An exact copy of all the data below is needed.

[Point-per-instance localization data]
==============================
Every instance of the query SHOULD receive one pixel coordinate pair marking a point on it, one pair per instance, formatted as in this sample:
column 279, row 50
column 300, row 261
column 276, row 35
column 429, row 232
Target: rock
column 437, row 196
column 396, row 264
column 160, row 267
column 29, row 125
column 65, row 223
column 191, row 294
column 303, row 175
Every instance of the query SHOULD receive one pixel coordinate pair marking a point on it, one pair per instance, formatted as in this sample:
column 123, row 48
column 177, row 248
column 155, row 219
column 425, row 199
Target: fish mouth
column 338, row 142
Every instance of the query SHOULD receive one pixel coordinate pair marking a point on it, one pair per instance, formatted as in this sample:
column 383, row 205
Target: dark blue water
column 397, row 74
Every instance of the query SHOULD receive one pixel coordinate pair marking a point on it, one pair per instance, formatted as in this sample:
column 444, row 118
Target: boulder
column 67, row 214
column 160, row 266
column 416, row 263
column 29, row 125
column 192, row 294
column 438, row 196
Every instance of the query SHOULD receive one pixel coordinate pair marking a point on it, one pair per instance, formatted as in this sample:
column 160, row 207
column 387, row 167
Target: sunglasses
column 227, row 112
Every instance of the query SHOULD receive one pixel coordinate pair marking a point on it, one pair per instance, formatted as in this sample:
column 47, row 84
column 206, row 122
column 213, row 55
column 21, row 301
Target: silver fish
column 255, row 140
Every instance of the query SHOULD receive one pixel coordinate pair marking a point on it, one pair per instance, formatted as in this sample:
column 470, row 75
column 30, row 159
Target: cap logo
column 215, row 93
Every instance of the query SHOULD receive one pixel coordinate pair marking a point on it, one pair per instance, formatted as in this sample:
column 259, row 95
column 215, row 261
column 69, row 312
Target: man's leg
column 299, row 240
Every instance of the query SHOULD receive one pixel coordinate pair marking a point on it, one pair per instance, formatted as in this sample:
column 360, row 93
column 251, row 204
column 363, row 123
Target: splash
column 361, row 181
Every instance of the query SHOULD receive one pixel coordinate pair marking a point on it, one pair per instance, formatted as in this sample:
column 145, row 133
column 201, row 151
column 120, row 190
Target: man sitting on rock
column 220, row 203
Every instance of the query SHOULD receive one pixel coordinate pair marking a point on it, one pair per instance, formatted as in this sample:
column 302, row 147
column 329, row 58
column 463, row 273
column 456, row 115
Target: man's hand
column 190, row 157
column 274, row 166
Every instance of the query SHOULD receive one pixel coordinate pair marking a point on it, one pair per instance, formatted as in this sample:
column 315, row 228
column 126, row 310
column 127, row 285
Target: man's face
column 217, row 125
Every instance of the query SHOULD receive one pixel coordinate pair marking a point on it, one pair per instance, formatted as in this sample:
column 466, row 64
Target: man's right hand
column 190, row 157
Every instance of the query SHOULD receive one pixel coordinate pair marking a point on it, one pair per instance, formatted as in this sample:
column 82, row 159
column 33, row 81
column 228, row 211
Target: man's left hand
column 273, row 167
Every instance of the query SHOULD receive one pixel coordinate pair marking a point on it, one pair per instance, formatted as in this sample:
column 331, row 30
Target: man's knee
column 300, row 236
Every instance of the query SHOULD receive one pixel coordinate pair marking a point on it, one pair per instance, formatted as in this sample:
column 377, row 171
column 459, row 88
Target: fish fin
==============================
# SOLUTION FOR THIS TASK
Every instance of the query SHOULD receive one pixel coordinate pair marking a point on it, one pair per instance, formatted as in this sample:
column 279, row 50
column 300, row 261
column 276, row 35
column 429, row 232
Target: rock
column 437, row 196
column 396, row 264
column 160, row 267
column 29, row 125
column 65, row 223
column 191, row 294
column 303, row 175
Every instance of the query SHOULD receive one pixel coordinate pair marking a point on it, one pair per instance, formatted as in this sample:
column 123, row 48
column 177, row 248
column 155, row 219
column 425, row 199
Target: fish mouth
column 338, row 142
Every instance of the query SHOULD receive one pixel coordinate pair marking a point on it, one pair per instance, formatted as in this sample:
column 383, row 205
Target: dark blue water
column 397, row 74
Every instance of the query SHOULD receive one pixel coordinate pair marking a point on it, one pair per instance, formatted as in this sample:
column 444, row 118
Target: boulder
column 67, row 214
column 160, row 266
column 416, row 263
column 29, row 125
column 192, row 294
column 438, row 196
Every instance of the query SHOULD receive one pixel coordinate pair marking a point on it, one pair per instance, formatted as in this sample:
column 160, row 207
column 387, row 167
Target: sunglasses
column 227, row 112
Every instance of the query SHOULD receive one pixel coordinate pair marking a point on it, one pair per instance, formatted as in this sample:
column 47, row 84
column 206, row 122
column 213, row 55
column 21, row 301
Target: silver fish
column 255, row 140
Every instance of the query SHOULD receive one pixel coordinate pair marking a point on it, one pair per instance, formatted as in this sample:
column 470, row 75
column 30, row 159
Target: cap logo
column 215, row 93
Every instance of the query SHOULD receive one pixel coordinate pair marking a point on it, one pair per instance, formatted as in this sample:
column 259, row 95
column 215, row 261
column 69, row 312
Target: man's leg
column 299, row 240
Every instance of the query SHOULD receive one pixel coordinate pair marking a point on it, one pair per instance, formatted as in this sample:
column 360, row 93
column 251, row 204
column 363, row 123
Target: splash
column 361, row 181
Every instance of the query SHOULD receive one pixel coordinate pair marking a point on it, one pair per instance, formatted as in this sample:
column 145, row 133
column 201, row 151
column 120, row 190
Target: man sitting on rock
column 220, row 203
Every instance of the query SHOULD receive one pixel coordinate pair marking a point on it, one pair per instance, formatted as in this sample:
column 302, row 147
column 329, row 58
column 463, row 273
column 456, row 115
Target: man's hand
column 190, row 157
column 274, row 166
Every instance of the query SHOULD receive one pixel coordinate pair marking a point on it, one pair per instance, formatted as in this sample:
column 315, row 228
column 126, row 310
column 127, row 285
Target: man's face
column 217, row 125
Every instance of the query SHOULD receive one pixel coordinate pair marking a point on it, one pair per instance, formatted as in this sample:
column 466, row 64
Target: man's right hand
column 190, row 157
Every instance of the query SHOULD receive one pixel coordinate pair marking a point on it, one pair per instance, formatted as in this sample:
column 82, row 159
column 33, row 81
column 228, row 211
Target: man's left hand
column 273, row 167
Every instance of the query SHOULD receive one pixel coordinate pair marking a point on it, one pair per instance, formatted as in this sample:
column 331, row 30
Target: man's knee
column 300, row 236
Every instance of the query SHOULD receive one pixel coordinate pair marking a point on it, one pair per instance, formatted as in this sample:
column 377, row 171
column 459, row 88
Target: fish fin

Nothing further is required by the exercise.